### Aim of the exercise
In the review of Star Wars: The Force Unleashed, for how many more minutes did the Star Destroyer sequence repeat after the TIE fighters returned?

### Passage given
───

(Unfortunately, due to real-life shenanigans, this review is not up to my usual standard of quality; however, given the circumstances, I think it turned out well. Enjoy!)
VIDEO REVIEW: https://www.youtube.com/watch?v=6MeEGsY4vxw
There is a sequence towards the end of Star Wars: The Force Unleashed where the main character, known only as Starkiller, must pull a massive Star Destroyer out of orbit using only the power of the Force. This was meant to be one of the most iconic moments in the game, was featured heavily in the marketing, and is even depicted on the box art. The scene gets its own setpiece, with a dramatic background, a squadron of TIE fighters to fight off to build tension, and encouraging words from Starkiller's allies. Starkiller begins to rotate the ship and bring it down, and even though I was essentially playing a glorified Quick Time Event, I felt like I was using Starkiller's incredible potency with the Force to do something truly insane. I was proud.
Then the TIE fighters came back to ruin the moment, and the process repeated itself for thirty more agonizing minutes until the Star Destroyer was finally sent crashing down.
This sequence represents the central problem I have with what could have been an extraordinary game. The Force Unleashed wants to be an escapist power fantasy, as it encourages cathartic moments where the player gets to use and abuse The Force on hapless grunts, or pull gigantic ships out of the sky. However, it also wants to be a challenging character action game that rewards players who are skillful and stylish. To quote the old saying, you can't have it both ways. Not even the creative Force powers, beautiful graphics, surprisingly good story, or well-developed characters can make up for The Force Unleashed's sluggish lightsaber combat, frustrating camera, awkward platforming and litany of technical issues.

───

### Record extracts
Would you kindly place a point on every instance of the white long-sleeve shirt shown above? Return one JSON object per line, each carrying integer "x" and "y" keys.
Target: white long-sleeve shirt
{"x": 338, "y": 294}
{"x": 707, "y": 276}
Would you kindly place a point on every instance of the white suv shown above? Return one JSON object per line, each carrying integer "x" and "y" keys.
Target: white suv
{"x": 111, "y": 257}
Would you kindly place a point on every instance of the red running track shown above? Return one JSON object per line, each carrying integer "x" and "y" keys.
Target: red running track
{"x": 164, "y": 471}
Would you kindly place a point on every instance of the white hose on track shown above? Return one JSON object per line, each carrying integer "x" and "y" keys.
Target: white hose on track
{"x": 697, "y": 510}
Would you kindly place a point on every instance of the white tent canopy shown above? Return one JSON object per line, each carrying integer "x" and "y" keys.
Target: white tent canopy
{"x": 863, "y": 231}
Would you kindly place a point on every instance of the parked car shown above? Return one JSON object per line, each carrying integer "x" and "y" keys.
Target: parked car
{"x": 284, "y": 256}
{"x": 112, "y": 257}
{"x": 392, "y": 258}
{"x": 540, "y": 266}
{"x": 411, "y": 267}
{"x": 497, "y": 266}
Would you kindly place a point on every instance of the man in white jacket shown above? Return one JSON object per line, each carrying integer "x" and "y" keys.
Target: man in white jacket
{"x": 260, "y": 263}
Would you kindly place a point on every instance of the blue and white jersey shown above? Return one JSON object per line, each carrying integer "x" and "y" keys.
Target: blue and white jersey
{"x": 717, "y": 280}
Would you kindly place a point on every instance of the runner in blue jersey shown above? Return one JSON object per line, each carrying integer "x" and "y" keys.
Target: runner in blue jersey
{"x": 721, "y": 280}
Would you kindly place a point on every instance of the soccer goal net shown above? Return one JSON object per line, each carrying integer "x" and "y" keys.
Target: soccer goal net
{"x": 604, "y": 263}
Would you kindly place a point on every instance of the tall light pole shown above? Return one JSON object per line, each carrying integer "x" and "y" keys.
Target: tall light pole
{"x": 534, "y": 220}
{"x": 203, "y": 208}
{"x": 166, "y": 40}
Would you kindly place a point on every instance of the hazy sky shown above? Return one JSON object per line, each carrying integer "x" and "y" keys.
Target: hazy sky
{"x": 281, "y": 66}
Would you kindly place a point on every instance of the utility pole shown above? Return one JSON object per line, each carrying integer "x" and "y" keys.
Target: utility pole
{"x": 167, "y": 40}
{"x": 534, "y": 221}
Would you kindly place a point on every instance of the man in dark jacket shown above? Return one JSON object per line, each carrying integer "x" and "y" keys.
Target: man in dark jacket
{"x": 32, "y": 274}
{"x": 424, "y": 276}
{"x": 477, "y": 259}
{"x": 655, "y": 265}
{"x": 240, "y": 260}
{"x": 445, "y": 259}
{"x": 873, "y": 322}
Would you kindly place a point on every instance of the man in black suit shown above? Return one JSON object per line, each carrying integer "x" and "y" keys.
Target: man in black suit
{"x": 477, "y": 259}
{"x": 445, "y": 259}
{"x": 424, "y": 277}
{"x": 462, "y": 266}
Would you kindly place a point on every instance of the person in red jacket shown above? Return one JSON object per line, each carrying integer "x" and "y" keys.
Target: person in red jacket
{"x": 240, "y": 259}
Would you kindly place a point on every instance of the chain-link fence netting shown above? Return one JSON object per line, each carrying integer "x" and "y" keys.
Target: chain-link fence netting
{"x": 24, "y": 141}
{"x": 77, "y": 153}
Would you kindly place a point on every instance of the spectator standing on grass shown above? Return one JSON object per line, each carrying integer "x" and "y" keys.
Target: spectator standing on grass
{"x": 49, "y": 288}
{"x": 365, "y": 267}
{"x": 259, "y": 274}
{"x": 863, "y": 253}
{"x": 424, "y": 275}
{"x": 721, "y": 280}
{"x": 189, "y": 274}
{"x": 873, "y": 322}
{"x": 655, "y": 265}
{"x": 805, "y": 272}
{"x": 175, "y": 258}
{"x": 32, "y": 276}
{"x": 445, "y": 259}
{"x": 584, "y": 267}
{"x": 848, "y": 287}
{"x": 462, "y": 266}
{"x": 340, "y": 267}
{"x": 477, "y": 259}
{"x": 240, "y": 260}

───

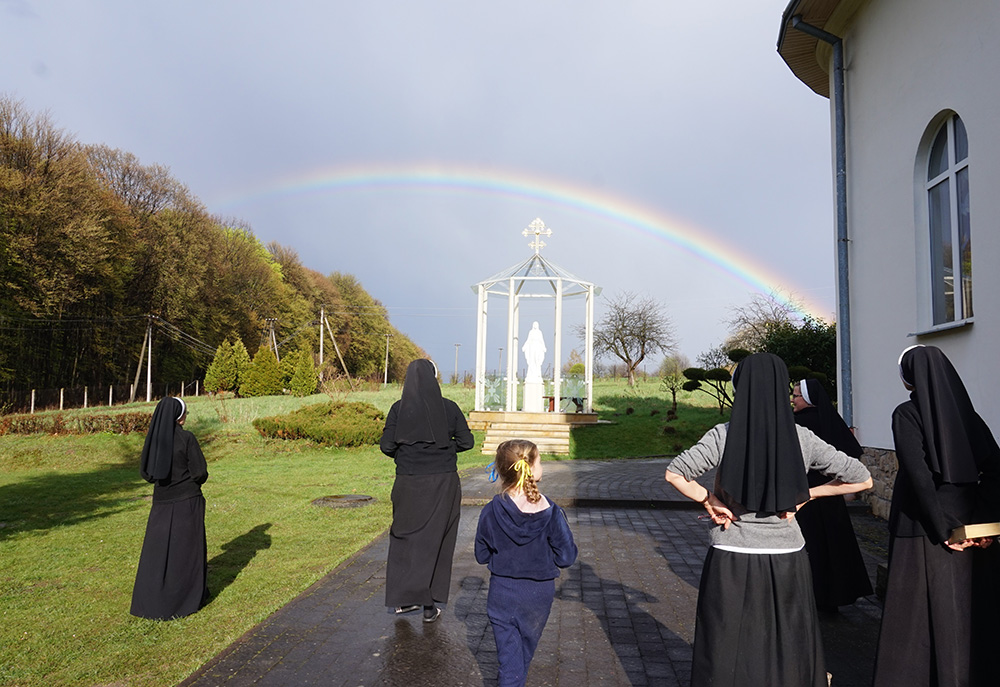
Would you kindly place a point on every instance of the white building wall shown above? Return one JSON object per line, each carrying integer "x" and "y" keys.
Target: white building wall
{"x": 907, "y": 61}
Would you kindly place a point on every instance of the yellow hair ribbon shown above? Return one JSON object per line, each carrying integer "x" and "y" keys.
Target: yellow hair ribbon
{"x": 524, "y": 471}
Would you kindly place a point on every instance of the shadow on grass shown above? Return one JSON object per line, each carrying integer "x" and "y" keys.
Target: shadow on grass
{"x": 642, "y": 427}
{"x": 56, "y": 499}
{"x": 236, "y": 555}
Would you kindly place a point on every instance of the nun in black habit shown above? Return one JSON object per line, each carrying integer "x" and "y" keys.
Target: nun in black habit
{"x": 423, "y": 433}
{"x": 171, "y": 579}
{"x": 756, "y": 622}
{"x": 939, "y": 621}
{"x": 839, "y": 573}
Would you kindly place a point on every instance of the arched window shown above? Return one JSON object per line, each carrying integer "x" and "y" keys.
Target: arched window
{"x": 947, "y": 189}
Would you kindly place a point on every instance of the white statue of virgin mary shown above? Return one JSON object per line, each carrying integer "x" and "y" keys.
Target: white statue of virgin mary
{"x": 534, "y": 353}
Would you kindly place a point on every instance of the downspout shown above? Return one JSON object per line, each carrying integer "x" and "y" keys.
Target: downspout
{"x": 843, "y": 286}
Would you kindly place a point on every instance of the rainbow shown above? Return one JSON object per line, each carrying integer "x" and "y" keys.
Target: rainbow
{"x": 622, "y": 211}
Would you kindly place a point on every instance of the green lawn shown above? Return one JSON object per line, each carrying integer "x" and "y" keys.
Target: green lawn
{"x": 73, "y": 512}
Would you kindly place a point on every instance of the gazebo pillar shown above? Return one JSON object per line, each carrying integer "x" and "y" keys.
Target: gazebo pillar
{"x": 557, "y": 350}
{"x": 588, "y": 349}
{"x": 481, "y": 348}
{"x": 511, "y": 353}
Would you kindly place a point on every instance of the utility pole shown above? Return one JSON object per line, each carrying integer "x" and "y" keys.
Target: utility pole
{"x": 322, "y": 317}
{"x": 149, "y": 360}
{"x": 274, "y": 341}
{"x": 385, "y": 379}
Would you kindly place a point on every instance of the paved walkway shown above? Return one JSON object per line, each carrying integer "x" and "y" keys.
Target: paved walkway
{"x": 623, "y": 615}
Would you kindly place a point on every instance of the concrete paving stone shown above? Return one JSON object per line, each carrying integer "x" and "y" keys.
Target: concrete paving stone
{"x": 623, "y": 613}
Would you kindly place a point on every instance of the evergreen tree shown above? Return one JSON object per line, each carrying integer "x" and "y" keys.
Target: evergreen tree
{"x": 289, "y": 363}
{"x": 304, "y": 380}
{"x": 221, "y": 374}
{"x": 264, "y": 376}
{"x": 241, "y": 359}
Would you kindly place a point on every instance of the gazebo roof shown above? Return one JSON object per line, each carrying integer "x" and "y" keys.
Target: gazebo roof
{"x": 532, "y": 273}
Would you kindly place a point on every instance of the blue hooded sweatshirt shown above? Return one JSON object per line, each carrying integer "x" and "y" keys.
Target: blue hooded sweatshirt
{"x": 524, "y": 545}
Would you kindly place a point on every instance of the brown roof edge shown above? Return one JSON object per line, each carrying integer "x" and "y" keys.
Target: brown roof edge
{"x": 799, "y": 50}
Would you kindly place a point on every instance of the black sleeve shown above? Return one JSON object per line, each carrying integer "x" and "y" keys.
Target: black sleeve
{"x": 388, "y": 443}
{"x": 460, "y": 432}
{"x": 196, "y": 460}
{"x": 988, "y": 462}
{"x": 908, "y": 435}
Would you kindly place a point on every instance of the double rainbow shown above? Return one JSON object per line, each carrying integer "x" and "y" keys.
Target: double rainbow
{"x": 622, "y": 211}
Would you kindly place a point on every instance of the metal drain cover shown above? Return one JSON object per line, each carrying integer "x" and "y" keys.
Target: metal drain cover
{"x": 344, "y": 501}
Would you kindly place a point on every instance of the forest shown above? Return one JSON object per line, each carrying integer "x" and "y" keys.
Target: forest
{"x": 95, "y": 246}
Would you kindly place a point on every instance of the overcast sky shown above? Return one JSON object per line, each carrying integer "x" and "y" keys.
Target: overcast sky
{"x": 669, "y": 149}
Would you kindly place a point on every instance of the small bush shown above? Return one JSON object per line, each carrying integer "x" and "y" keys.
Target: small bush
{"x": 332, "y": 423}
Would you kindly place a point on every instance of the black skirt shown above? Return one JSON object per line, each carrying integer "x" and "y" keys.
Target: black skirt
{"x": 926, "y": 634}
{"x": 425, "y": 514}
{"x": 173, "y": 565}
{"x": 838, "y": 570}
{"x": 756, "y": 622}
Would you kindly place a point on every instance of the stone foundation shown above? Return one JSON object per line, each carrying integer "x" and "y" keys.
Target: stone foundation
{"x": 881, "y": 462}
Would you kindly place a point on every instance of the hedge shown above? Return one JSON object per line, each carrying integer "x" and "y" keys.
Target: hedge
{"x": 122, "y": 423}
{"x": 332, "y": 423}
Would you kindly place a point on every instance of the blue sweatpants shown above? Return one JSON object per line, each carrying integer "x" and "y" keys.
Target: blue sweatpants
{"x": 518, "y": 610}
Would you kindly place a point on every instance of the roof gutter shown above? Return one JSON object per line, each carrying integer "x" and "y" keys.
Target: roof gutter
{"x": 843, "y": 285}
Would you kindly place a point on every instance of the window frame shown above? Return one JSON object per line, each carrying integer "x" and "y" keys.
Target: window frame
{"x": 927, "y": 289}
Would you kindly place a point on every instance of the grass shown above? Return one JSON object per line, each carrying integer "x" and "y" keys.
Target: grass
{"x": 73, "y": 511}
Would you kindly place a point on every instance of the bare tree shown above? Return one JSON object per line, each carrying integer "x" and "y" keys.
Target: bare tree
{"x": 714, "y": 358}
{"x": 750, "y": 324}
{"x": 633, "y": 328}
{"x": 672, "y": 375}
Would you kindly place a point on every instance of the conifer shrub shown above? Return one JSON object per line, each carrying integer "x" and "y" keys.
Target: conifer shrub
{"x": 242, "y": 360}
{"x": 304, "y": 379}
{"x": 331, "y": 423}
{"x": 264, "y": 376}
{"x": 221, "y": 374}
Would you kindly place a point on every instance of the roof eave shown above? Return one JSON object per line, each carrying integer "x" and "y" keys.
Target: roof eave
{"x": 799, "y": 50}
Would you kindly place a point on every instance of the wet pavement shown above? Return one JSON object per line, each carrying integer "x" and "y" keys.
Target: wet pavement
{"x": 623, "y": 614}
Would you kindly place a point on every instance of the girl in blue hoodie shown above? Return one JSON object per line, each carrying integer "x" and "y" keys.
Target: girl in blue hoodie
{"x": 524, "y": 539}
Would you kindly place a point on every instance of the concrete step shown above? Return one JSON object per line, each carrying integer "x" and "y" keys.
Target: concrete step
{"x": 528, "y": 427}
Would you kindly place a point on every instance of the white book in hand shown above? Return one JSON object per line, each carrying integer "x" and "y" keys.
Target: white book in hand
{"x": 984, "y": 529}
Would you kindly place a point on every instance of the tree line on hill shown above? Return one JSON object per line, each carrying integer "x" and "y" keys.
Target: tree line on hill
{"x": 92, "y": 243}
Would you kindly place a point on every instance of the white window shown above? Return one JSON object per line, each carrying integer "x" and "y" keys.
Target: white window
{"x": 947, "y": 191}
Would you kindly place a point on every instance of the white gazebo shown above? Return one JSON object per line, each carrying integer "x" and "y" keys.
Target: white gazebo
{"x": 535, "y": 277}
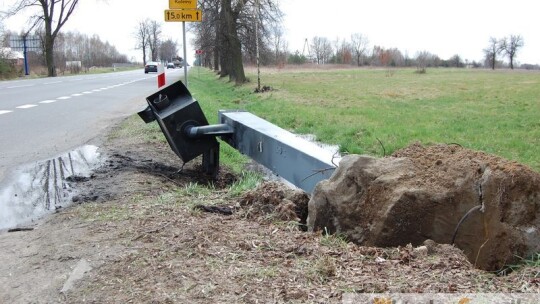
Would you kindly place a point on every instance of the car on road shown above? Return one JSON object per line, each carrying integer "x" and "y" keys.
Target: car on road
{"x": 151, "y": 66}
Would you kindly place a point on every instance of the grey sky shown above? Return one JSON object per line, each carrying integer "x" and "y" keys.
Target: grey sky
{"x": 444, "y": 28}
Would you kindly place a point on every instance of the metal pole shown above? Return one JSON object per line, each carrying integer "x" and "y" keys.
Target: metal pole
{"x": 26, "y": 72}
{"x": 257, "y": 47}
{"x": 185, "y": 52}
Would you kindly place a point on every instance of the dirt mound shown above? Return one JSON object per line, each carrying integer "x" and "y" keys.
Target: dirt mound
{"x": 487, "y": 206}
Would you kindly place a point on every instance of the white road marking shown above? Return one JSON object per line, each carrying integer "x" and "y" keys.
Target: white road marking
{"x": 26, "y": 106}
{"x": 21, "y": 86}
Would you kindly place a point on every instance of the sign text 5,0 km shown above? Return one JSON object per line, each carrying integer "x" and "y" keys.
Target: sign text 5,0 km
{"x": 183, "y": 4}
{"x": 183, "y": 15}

───

### Task output
Thirty more minutes.